**Document:**
..........

The methodology of filtering out a subset of wells is clear and coherent, and the correlation-based selection is easy to follow. However, I wonder how the results might change if a spatio-dynamic clustering were used instead. In this context, it would help to justify why a correlation-based approach was preferred over other clustering methods. A useful discussion point is whether adding hydrogeological classifications (in addition to the dynamic similarity) could provide meaningful context before applying the global model, and whether longer time series (where available) would be expected to improve model performance.
Specific comments:
Line 16: missing reference.
Line 17: are often slower (not always, as in the case of Karst)
Line 104-107: Please rephrase for clarity. In the context of this sentence, it is not clear what “unseen location” means
Line 122: was HYRAS or ERA5-Land used in this case?
Line 193- 195: “Groundwater drought” is defined and interpreted in different ways across the literature. In this manuscript, it appears to be implicitly defined as periods when groundwater levels fall below the 10th percentile (“the 10th and 90th percentiles of the observed distribution in the test set.”), but this threshold is not stated clearly or justified. Please explicitly define the drought criterion, provide a reference (or brief background) for the use of the 10th-percentile threshold, and clarify your terminology. How these lines relate to line 305: “For each well, low extremes were defined as values in the test period below the 1st percentile of its training distribution, and high extremes as values above the 99th percentile”.?
Section 4.4 is duplicated to 4.5.

Citation: https://doi.org/10.5194/egusphere-2025-4055-RC1
- AC1: 'Reply on RC1', Marc Ohmer, 03 Feb 2026
  
  We thank RC1 for the thorough and constructive review.
  
  A detailed point-by-point response is provided in the attached PDF file.
  
  In summary, we have revised the manuscript accordingly and clarified the main points raised.

..........

**Data supplied:**
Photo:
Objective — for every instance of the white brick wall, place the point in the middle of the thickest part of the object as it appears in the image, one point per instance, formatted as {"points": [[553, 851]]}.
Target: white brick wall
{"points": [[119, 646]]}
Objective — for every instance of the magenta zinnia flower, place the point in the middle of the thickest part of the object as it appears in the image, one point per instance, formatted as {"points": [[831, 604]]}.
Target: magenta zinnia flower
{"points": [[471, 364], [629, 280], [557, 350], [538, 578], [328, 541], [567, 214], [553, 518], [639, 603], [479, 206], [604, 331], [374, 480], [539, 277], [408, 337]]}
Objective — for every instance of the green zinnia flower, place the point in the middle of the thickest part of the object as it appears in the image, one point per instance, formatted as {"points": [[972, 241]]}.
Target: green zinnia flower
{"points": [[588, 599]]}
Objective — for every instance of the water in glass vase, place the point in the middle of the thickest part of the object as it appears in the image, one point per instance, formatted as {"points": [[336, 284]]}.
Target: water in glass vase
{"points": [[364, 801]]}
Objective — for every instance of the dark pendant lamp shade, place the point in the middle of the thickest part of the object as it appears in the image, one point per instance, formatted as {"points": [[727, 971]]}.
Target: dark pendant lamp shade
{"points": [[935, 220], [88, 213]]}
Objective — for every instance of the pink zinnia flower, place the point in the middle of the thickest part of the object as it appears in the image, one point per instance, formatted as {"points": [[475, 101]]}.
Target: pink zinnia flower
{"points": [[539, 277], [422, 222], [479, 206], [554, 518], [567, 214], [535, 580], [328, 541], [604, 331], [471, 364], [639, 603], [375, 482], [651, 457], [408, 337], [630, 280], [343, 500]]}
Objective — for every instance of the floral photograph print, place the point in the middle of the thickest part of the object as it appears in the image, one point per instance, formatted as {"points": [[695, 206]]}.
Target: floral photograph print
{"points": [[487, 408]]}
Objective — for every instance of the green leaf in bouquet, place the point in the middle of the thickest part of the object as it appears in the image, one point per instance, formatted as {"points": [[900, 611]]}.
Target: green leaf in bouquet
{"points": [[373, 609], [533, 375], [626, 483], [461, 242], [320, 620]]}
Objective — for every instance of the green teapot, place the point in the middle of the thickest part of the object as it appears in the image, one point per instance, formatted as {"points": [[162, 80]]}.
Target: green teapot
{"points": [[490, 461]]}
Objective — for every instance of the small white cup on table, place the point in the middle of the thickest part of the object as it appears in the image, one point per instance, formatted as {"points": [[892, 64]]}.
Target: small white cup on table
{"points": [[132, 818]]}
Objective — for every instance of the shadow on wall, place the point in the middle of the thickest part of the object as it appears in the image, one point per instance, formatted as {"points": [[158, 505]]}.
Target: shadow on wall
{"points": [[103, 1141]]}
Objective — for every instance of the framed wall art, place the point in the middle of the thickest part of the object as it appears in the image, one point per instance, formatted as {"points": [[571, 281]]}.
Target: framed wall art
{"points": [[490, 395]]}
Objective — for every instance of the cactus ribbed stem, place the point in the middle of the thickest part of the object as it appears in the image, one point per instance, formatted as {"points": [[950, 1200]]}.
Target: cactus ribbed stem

..........

**Exercise requirements:**
1/ Answer these questions from the review.
(a) Which two datasets does the comment on line 122 ask about?
(b) Which section is said to be duplicated to Section 4.5?
(c) According to the reply, where is the detailed point-by-point response provided?
2/ Retype the part of the review that opens with the words containing "The methodology of" and closes with "case of Karst)".
Rely on the review alone, not on the listing.

**Solutions by task:**
1/
(a) HYRAS and ERA5-Land.
(b) Section 4.4.
(c) In the attached PDF file.

2/
The methodology of filtering out a subset of wells is clear and coherent, and the correlation-based selection is easy to follow. However, I wonder how the results might change if a spatio-dynamic clustering were used instead. In this context, it would help to justify why a correlation-based approach was preferred over other clustering methods. A useful discussion point is whether adding hydrogeological classifications (in addition to the dynamic similarity) could provide meaningful context before applying the global model, and whether longer time series (where available) would be expected to improve model performance.
Specific comments:
Line 16: missing reference.
Line 17: are often slower (not always, as in the case of Karst)